[start of Information provided]

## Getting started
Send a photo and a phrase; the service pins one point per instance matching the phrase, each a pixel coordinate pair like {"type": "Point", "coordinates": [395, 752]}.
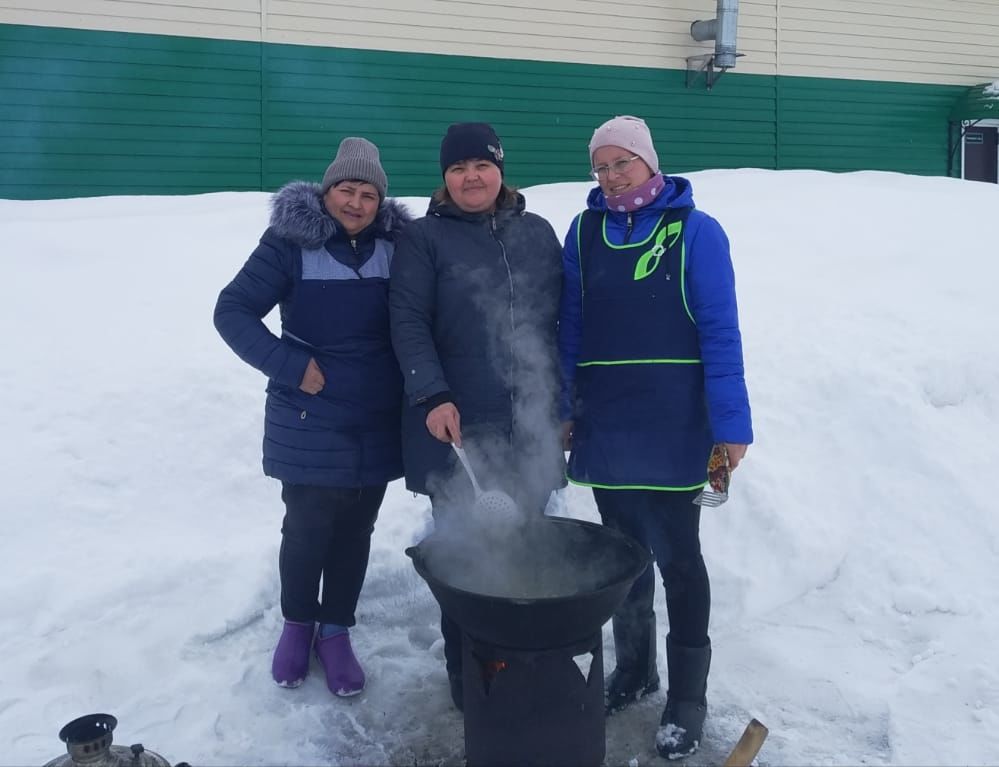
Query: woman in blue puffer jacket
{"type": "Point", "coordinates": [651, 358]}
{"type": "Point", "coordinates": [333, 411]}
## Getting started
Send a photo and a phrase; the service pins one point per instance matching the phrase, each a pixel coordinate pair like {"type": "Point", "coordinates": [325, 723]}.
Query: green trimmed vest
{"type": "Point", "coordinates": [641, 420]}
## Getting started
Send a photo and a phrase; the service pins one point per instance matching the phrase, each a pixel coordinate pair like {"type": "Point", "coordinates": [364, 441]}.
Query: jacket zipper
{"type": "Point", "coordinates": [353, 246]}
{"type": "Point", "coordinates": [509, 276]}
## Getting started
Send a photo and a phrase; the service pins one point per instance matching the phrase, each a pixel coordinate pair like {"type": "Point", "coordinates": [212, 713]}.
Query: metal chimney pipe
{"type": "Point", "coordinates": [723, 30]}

[end of Information provided]
[start of Information provided]

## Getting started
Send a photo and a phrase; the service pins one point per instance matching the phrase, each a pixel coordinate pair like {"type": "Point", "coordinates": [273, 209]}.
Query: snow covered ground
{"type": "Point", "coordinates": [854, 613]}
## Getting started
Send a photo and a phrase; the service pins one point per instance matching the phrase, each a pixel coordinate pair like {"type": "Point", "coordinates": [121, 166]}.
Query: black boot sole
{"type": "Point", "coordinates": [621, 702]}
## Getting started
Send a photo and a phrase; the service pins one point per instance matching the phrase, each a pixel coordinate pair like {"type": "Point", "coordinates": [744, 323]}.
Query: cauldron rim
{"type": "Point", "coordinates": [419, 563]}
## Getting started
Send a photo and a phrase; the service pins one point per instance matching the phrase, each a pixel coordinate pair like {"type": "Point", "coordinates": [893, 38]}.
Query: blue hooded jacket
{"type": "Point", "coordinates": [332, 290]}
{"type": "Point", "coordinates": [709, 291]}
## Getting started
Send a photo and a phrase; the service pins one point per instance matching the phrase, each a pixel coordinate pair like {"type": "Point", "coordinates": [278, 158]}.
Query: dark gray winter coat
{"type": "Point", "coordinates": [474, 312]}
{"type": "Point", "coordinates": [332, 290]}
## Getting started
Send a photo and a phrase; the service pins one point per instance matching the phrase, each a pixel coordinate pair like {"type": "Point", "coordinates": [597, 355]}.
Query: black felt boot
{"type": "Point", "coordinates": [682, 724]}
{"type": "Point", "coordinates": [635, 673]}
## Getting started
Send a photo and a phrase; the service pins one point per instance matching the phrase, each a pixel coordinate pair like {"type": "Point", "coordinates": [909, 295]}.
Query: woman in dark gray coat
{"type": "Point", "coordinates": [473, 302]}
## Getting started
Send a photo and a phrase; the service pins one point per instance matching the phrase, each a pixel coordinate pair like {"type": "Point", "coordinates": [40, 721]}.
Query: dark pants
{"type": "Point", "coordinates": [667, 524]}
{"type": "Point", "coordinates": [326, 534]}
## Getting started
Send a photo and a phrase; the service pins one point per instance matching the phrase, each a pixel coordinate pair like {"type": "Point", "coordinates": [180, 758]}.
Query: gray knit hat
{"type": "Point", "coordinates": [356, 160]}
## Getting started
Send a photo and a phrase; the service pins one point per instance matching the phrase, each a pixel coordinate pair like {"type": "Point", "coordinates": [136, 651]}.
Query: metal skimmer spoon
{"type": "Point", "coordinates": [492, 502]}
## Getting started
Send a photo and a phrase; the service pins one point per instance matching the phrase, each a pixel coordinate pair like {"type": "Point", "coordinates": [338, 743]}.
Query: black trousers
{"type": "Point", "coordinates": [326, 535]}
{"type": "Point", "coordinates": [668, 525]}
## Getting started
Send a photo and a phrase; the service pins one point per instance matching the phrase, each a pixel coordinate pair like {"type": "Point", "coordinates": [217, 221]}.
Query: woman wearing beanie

[end of Information provided]
[start of Information provided]

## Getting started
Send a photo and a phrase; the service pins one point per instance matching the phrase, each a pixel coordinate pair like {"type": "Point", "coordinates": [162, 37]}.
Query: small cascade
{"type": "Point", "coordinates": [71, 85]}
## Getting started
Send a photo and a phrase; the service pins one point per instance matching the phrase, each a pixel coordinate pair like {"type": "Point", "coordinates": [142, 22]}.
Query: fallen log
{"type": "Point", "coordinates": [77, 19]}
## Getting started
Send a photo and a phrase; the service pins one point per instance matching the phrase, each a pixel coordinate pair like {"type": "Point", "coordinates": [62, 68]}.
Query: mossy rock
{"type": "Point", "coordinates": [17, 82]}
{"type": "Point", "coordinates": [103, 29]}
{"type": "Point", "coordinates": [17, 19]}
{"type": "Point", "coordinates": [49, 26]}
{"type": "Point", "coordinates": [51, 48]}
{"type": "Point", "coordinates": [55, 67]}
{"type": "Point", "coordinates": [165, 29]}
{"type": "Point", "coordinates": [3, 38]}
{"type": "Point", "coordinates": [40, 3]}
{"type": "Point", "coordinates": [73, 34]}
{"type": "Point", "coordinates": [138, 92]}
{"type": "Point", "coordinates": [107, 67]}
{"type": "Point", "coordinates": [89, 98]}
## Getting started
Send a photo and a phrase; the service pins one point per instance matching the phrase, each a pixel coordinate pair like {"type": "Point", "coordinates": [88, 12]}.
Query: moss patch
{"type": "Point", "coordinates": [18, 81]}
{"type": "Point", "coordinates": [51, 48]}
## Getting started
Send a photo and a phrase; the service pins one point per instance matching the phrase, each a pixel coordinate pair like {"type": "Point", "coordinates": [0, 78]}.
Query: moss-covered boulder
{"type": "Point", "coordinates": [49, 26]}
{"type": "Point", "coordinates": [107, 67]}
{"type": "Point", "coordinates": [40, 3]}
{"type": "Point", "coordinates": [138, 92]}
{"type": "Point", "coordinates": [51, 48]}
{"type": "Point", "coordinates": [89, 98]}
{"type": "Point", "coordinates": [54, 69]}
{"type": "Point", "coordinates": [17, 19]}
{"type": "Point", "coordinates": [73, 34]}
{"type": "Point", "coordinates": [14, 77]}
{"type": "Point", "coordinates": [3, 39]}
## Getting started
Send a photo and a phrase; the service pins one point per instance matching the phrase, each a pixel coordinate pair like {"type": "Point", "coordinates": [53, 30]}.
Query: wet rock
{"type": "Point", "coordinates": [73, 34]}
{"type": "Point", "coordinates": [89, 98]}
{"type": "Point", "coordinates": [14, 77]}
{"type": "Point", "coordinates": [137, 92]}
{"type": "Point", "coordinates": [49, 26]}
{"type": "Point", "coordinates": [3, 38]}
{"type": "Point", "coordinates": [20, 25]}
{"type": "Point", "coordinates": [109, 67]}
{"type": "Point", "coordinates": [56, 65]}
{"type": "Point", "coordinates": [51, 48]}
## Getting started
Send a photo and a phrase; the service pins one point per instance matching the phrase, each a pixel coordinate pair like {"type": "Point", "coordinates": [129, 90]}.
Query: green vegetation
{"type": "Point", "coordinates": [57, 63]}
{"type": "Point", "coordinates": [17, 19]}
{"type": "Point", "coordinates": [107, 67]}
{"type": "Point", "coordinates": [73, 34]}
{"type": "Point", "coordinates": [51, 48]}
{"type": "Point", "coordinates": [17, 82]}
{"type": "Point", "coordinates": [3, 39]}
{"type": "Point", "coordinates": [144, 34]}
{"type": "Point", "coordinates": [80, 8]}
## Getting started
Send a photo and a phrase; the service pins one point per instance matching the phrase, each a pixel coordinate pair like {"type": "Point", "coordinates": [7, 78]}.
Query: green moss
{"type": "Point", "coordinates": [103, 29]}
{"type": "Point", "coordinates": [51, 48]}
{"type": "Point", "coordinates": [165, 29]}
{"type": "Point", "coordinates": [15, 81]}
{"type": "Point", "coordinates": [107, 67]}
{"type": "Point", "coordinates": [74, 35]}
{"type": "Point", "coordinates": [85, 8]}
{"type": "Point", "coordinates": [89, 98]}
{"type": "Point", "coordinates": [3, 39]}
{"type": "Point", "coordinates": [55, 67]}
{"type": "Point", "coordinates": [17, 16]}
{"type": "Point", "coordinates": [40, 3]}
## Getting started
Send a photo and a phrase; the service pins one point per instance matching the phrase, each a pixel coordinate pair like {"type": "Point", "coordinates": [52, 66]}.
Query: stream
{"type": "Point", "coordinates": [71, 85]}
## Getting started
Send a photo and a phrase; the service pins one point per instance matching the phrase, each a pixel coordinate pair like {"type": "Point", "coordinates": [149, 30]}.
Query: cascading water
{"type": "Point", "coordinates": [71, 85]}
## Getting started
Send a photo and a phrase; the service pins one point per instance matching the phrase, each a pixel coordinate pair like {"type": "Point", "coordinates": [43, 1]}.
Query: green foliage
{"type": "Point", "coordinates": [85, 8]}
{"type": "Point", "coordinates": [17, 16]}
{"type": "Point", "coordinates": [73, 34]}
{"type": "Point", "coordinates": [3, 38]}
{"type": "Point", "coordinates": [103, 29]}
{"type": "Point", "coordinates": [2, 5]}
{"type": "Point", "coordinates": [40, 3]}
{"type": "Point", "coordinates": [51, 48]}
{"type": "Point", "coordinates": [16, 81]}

[end of Information provided]

▶ [Stated exercise]
Pull out each line of the entries above that contains the word "dark". Case counts.

▶ [Response for this exercise]
Query: dark gray winter coat
Query: woman in dark gray coat
Query: dark pants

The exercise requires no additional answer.